Point annotation entries
↓

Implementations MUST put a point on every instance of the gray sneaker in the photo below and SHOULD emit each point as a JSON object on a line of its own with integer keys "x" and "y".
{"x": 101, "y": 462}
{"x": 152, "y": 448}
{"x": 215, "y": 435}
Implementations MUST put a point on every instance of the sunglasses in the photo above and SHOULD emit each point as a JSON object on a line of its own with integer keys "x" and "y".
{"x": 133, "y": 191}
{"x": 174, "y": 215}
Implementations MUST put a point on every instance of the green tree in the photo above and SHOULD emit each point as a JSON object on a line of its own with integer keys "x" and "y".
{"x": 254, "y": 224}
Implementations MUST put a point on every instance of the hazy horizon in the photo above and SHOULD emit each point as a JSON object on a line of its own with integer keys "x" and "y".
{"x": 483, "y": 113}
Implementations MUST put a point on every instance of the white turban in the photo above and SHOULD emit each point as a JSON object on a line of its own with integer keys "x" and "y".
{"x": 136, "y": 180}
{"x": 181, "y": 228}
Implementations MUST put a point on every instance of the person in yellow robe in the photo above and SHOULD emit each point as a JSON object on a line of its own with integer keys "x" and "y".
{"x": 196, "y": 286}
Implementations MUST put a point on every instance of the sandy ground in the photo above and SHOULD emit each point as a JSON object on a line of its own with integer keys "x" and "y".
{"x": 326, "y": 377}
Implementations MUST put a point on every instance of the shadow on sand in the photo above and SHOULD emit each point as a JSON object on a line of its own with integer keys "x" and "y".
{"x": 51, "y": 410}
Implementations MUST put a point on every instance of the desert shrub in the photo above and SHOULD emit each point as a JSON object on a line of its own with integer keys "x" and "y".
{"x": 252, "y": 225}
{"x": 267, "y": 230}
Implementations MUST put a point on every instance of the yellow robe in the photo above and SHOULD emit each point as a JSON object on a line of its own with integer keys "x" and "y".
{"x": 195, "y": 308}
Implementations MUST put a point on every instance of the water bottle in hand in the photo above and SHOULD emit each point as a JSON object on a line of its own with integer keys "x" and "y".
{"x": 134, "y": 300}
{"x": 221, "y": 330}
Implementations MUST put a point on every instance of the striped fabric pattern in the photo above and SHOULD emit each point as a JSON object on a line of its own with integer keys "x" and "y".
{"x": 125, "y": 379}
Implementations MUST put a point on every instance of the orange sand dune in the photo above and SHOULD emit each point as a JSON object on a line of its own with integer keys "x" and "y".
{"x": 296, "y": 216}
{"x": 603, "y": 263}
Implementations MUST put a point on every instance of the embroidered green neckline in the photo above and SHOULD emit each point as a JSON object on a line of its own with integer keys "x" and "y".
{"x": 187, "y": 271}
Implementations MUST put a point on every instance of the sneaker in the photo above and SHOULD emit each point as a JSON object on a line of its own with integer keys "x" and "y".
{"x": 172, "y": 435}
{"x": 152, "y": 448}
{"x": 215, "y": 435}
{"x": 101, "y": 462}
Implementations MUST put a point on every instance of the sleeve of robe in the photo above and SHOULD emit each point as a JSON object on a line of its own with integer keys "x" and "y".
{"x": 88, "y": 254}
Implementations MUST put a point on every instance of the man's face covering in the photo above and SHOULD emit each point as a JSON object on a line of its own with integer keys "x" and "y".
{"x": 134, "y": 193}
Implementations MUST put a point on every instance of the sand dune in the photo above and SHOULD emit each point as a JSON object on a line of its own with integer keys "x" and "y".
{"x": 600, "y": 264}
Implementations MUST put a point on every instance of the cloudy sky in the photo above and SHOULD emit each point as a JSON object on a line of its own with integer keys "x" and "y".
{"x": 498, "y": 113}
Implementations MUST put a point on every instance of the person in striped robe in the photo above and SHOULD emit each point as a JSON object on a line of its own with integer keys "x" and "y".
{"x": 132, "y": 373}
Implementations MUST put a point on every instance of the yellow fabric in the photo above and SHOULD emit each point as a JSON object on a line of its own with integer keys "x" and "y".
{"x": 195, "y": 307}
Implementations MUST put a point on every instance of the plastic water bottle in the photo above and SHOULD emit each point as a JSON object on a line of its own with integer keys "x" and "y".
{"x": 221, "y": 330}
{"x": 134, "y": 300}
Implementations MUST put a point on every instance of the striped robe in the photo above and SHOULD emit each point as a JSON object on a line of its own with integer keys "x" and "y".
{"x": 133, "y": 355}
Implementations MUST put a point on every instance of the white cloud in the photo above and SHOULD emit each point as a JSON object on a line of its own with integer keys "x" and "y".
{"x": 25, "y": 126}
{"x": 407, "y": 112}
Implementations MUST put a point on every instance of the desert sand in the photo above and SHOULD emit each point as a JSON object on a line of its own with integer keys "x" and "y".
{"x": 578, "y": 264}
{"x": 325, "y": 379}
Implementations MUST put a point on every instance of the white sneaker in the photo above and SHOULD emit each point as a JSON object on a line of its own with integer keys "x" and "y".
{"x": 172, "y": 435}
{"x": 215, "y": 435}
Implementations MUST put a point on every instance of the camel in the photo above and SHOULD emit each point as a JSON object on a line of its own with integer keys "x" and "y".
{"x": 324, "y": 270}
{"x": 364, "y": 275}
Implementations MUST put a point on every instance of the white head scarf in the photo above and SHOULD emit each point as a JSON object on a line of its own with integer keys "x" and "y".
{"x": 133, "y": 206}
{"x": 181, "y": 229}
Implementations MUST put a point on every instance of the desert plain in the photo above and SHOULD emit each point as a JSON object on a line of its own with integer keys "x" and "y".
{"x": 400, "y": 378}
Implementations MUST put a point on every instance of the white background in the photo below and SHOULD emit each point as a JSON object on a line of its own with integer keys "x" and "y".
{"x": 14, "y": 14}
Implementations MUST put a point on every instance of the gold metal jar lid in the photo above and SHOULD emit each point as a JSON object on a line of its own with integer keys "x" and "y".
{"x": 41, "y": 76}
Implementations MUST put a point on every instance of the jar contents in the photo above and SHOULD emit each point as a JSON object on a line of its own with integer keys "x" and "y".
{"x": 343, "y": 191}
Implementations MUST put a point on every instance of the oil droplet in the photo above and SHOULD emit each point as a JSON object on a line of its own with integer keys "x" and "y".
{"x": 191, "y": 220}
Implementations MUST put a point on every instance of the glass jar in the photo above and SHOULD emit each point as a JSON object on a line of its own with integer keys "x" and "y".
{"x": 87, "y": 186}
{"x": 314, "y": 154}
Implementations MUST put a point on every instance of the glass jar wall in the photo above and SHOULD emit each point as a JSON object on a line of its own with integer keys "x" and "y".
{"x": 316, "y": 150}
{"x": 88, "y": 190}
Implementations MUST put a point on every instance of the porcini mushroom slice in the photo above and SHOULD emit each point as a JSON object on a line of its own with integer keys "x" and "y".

↑

▶ REQUIREMENTS
Reproduce the lines of every entry above without alteration.

▶ PROBLEM SOLUTION
Implementations MUST put a point on every instance of the gray sneaker in the photo below and SHOULD emit each point as a JSON object on a line of its own with integer keys "x" and "y".
{"x": 101, "y": 462}
{"x": 152, "y": 448}
{"x": 215, "y": 435}
Implementations MUST put a point on every instance of the sunglasses in the photo above and SHOULD emit each point as a JSON object on a line of its own with integer keys "x" and "y".
{"x": 133, "y": 191}
{"x": 174, "y": 215}
Implementations MUST put a point on every instance of the green tree in the photo above and SHOULD emit each point as a JSON object on a line of its own with integer keys "x" and "y".
{"x": 254, "y": 224}
Implementations MUST put a point on every instance of the hazy horizon in the photo above and SHOULD emit each point as a JSON object on a line of its own with integer keys "x" and "y".
{"x": 483, "y": 113}
Implementations MUST put a point on every instance of the white turban in the photo above and SHOULD emit each point as a JSON object on a line of its own with integer keys "x" and "y".
{"x": 136, "y": 180}
{"x": 181, "y": 228}
Implementations MUST put a point on every instance of the person in yellow robe in the photo above and SHOULD emit each point as a JSON object on a line of its own with integer keys "x" and "y".
{"x": 196, "y": 286}
Implementations MUST put a point on every instance of the sandy ground in the photo above and SHOULD emit each point as a JSON object on a line of its own with integer keys "x" and "y".
{"x": 326, "y": 377}
Implementations MUST put a point on every instance of the shadow on sand in the photo above and SHOULD emit each point as a JSON object on a line of its own with integer keys "x" and "y".
{"x": 51, "y": 410}
Implementations MUST put a point on every instance of the desert shrub in the photo above and SHOULD emit each point as a JSON object on a line of its own with integer keys "x" and "y".
{"x": 252, "y": 225}
{"x": 267, "y": 230}
Implementations MUST put a point on every instance of the yellow robe in the photo above and SHOULD emit each point as a JSON object on a line of its own with integer keys "x" and "y".
{"x": 195, "y": 308}
Implementations MUST put a point on every instance of the water bottle in hand in the photo above and SHOULD emit each point as a JSON object on a line of its own with integer keys "x" and "y".
{"x": 134, "y": 300}
{"x": 221, "y": 330}
Implementations MUST put a point on every instance of the striped fabric pattern in the photo above and SHOULD emit each point as a JSON object on a line of its own with integer keys "x" and "y".
{"x": 125, "y": 379}
Implementations MUST put a point on every instance of the orange sand dune in the photo above and SHOULD emit each point as a JSON object on a line of its own with integer keys "x" and "y".
{"x": 296, "y": 216}
{"x": 603, "y": 263}
Implementations MUST put a point on every instance of the embroidered green neckline in the photo above and SHOULD emit each point as a JSON object on a line of its own with integer keys "x" and "y".
{"x": 187, "y": 271}
Implementations MUST put a point on every instance of the sneaker in the photo above and SHOULD emit each point as a JSON object on a line of its own with integer keys "x" and "y".
{"x": 172, "y": 435}
{"x": 152, "y": 448}
{"x": 215, "y": 435}
{"x": 101, "y": 462}
Implementations MUST put a point on every instance of the sleeve of robe in the photo above and SHOULD emit each point as a JSON object on a line of its own with integer keys "x" and "y".
{"x": 88, "y": 254}
Implementations MUST put a point on every instance of the man's face covering in the photo above and SHOULD emit each point as a JSON object on a line of its own with integer keys "x" and "y".
{"x": 134, "y": 193}
Implementations MUST put a point on every instance of the sand dune in the photo above and SHOULD emit each point as a JSON object on a line of its own with integer keys "x" and "y".
{"x": 600, "y": 264}
Implementations MUST put a point on every instance of the cloudy sky in the photo above and SHOULD emit each point as a JSON object on a line of its own with integer keys "x" and "y".
{"x": 498, "y": 113}
Implementations MUST put a point on every instance of the person in striped robe in the photo above and SHOULD emit each point as a JSON object on a line of its own with integer keys "x" and "y".
{"x": 132, "y": 373}
Implementations MUST put a point on every instance of the yellow fabric in the photo above and SHOULD emit each point as a JSON object on a line of its own with integer keys "x" and "y".
{"x": 195, "y": 307}
Implementations MUST put a point on every instance of the plastic water bottle in the photo above and SHOULD emit each point as a JSON object on a line of its own with integer keys "x" and "y".
{"x": 221, "y": 330}
{"x": 134, "y": 300}
Implementations MUST put a point on every instance of the striped robe in the photo above and SHOULD emit each point as a JSON object on a line of its own with integer keys "x" and "y".
{"x": 133, "y": 355}
Implementations MUST put a point on every instance of the white cloud in the photo above and SHOULD emit each point as a JSON object on a line of its own with integer keys "x" and "y".
{"x": 25, "y": 126}
{"x": 407, "y": 112}
Implementations MUST put a point on every instance of the desert sand in the photo above and SHOULD emit each point as a JSON object on a line of its own with integer keys "x" and "y".
{"x": 578, "y": 264}
{"x": 325, "y": 379}
Implementations MUST put a point on every instance of the white sneaker in the photo above and SHOULD emit each point as a JSON object on a line of its own with integer keys "x" and "y".
{"x": 172, "y": 435}
{"x": 215, "y": 435}
Implementations MUST put a point on every instance of the camel in the photo above and SHOULD emit each point as a JSON object on a line of its own with integer keys "x" and "y".
{"x": 324, "y": 270}
{"x": 364, "y": 275}
Implementations MUST put a point on every instance of the white head scarf in the photo above and SHOULD emit each point as a JSON object on a line of its own with integer keys "x" and "y".
{"x": 133, "y": 206}
{"x": 181, "y": 229}
Implementations MUST put a point on every instance of the desert plain in the photo above and SHOULD emit each point as a JSON object on a line of its own with integer keys "x" and "y".
{"x": 400, "y": 378}
Implementations MUST put a point on every instance of the white background in the photo below and SHOULD emit each point as a JSON object on a line of its own with integer keys "x" and "y".
{"x": 14, "y": 14}
Implementations MUST put a point on every instance of the gold metal jar lid in the photo above and SHOULD emit each point as a JSON object on a line of its own with integer keys "x" and "y".
{"x": 41, "y": 76}
Implementations MUST put a point on every instance of the jar contents in the photo above and SHOULD emit each point as a JSON object on a line of its own with integer keys "x" and "y".
{"x": 343, "y": 191}
Implementations MUST put a point on every instance of the oil droplet in the photo above and SHOULD emit each point as a JSON object on a line of its own with integer keys "x" and "y".
{"x": 191, "y": 220}
Implementations MUST put a point on every instance of the glass jar in the photo above and SHOULD emit each point as a JSON object on a line of its own with integer keys "x" and "y".
{"x": 87, "y": 186}
{"x": 314, "y": 154}
Implementations MUST put a point on every instance of the glass jar wall in the photo above and SHOULD emit each point as a JSON object on a line of its own with integer keys "x" and "y".
{"x": 316, "y": 150}
{"x": 88, "y": 190}
Implementations MUST put a point on every instance of the porcini mushroom slice in the photo above and SHOULD emit each point as a JSON object on a line of its own with integer keys "x" and "y".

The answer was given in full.